◆ **WORK INSTRUCTIONS**:
1. Rewrite the UPS switch passage starting with "Please refer to" and going on through "are being used.", changing "electromagnetic switches" to "relays".
2. Extend the UPS switch passage onward from its final sentence.

# START OF PASSAGE SHOWN

Therefore, the static switch circuit 4 of the invention comprises a first switch unit 40 including two switch sets 41 connected in parallel. Each of the switch sets 41 has two controllable semiconductor switch elements 411 connected in parallel reversely. The first switch unit 40 includes one end connected to a bypass power source 3 and another end connected to a load end 5. The first switch unit 40 is used to switch the bypass power source 3 to supply the load end 5, and installing two of the switch set 41 can avoid switching failure of the bypass power source 3 that might happen to a single set static transfer switch. The static switch circuit 4 further includes a second switch unit 42 which includes at least two serial-connected switch sets 41 to connect in series with a fuse 421. Each of the two switch sets 41 has two controllable semiconductor switch elements 411 connected in parallel reversely. The second switch unit 42 includes one end connected to an output end the UPS system main unit 2 and another end connected to the load end 5. The second switch unit 42 aims to isolate the circuit of the UPS system main unit 2.

In the first embodiment, in order to quickly and smoothly switch to the bypass power source 3 in the event of malfunction, the controllable semiconductor switch elements such as silicon controller rectifier (SCR) are employed. However, for the UPS system main unit 2 which does not require the cut-off speed as fast as the switching speed, a second embodiment shown in FIG. 3 can be adopted, in which the second switch unit 42 is at least two serial-connected electromagnetic switches 422 connected with a fuse 421 in series. Such a structure can fix the malfunction, and also reduce cost of total circuit. Moreover, the electromagnetic switches 422 have characteristics of lower voltage drop, hence can further enhance UPS system operation efficiency.

Please refer to FIG. 4 for a third embodiment of the invention. It is a dual-machine (or multi-machine) on-line UPS system. Its operation is substantially the same as the previous embodiments, hence only its structure is discussed as follows:

The third embodiment includes two UPS system main units 2, a bypass power source 3 and a static transfer switch circuit 4. The UPS system main units 2 share the bypass power source 3. The static transfer switch circuit 4 has two sets of second switch units 42 corresponding to the two sets of UPS system main units 2, and the lower cost electromagnetic switches 422 are being used.

In addition, the on-line UPS system main unit 2 supplies power in regular conditions. In the event that malfunction occurs, the measures of fixing the problems mentioned in the first and second embodiments also are taken. During switching the power supply back from the bypass power source 3 to the UPS system main unit 2, to avoid failure caused by malfunction of the serial-connected electromagnetic switches 422, a fourth embodiment of the static transfer switch circuit as shown in FIGS. 5 and 6 can be adopted. It further includes at least one Normally Open electromagnetic switch 423 connected in parallel with the second switch unit 42. In the event that one of the electromagnetic switches 422 malfunctions and cannot be turn on, the electromagnetic switch 423 can be turn on to restore normal power supply of the UPS system main unit 2.

# END OF PASSAGE SHOWN
# START OF GIVEN ENTRIES

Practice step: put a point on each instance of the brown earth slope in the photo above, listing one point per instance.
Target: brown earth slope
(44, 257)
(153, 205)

# END OF GIVEN ENTRIES
# START OF GIVEN ENTRIES

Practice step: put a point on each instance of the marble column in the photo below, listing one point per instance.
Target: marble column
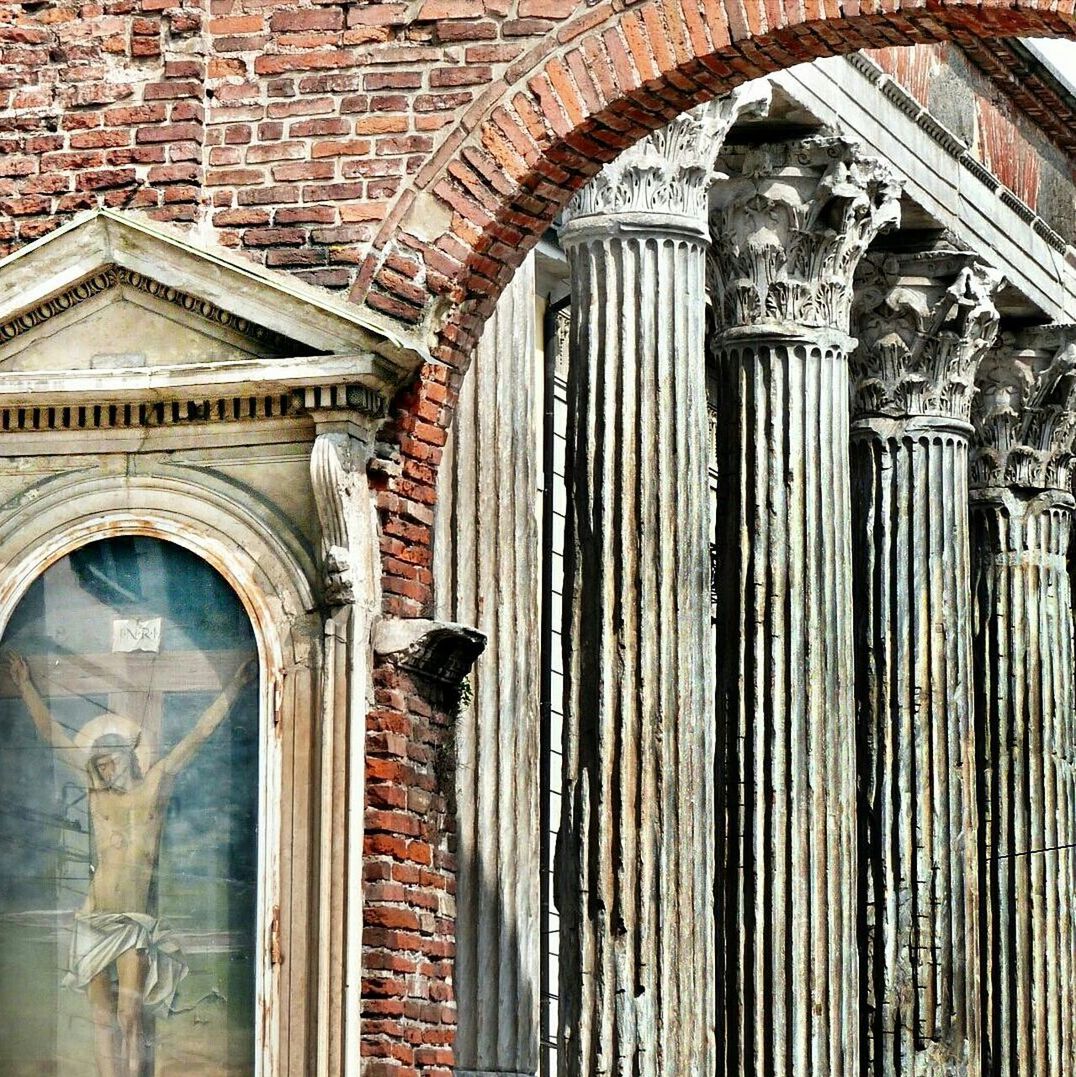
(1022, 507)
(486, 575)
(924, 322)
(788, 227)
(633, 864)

# END OF GIVEN ENTRIES

◆ **ANSWERS TO EACH TASK**:
1.
Please refer to FIG. 4 for a third embodiment of the invention. It is a dual-machine (or multi-machine) on-line UPS system. Its operation is substantially the same as the previous embodiments, hence only its structure is discussed as follows:

The third embodiment includes two UPS system main units 2, a bypass power source 3 and a static transfer switch circuit 4. The UPS system main units 2 share the bypass power source 3. The static transfer switch circuit 4 has two sets of second switch units 42 corresponding to the two sets of UPS system main units 2, and the lower cost relays 422 are being used.

2.
Similarly, to avoid abnormal shutdown (open circuit) of the first switch unit 40 to cause damage of the UPS system main unit 2 resulted from prolonged parallel connection of the bypass power source 3 and UPS main unit 2, the first switch unit 40 and load end 5 can be bridged in series at least one Normally Closed electromagnetic switch 412. In the event that one of the switch sets 41 malfunctions and cannot be fully cut off, the electromagnetic switch 412 can be shut down immediately to turn off power supply from the bypass power source 3 to the load end 5, thereby maintain power supply safety of the UPS system main unit 2.

Refer to FIG. 7 for a fifth embodiment of the invention. It substantially implements the fourth embodiment onto the existing single-machine UPS system shown in FIG. 1. The second switch unit 42 has one end connected to the output end of an existing UPS system B through a first isolation transformer TR1 and another end connected to the load end 5.

The first switch unit 40 has respectively one end connected to the bypass power source 3 through a second isolation transformer TR2 and another end connected to the load end 5 to connect in parallel with the existing UPS system B. In addition, a plurality of manual switches 71 can be installed at different circuits to be used in repair and maintenance.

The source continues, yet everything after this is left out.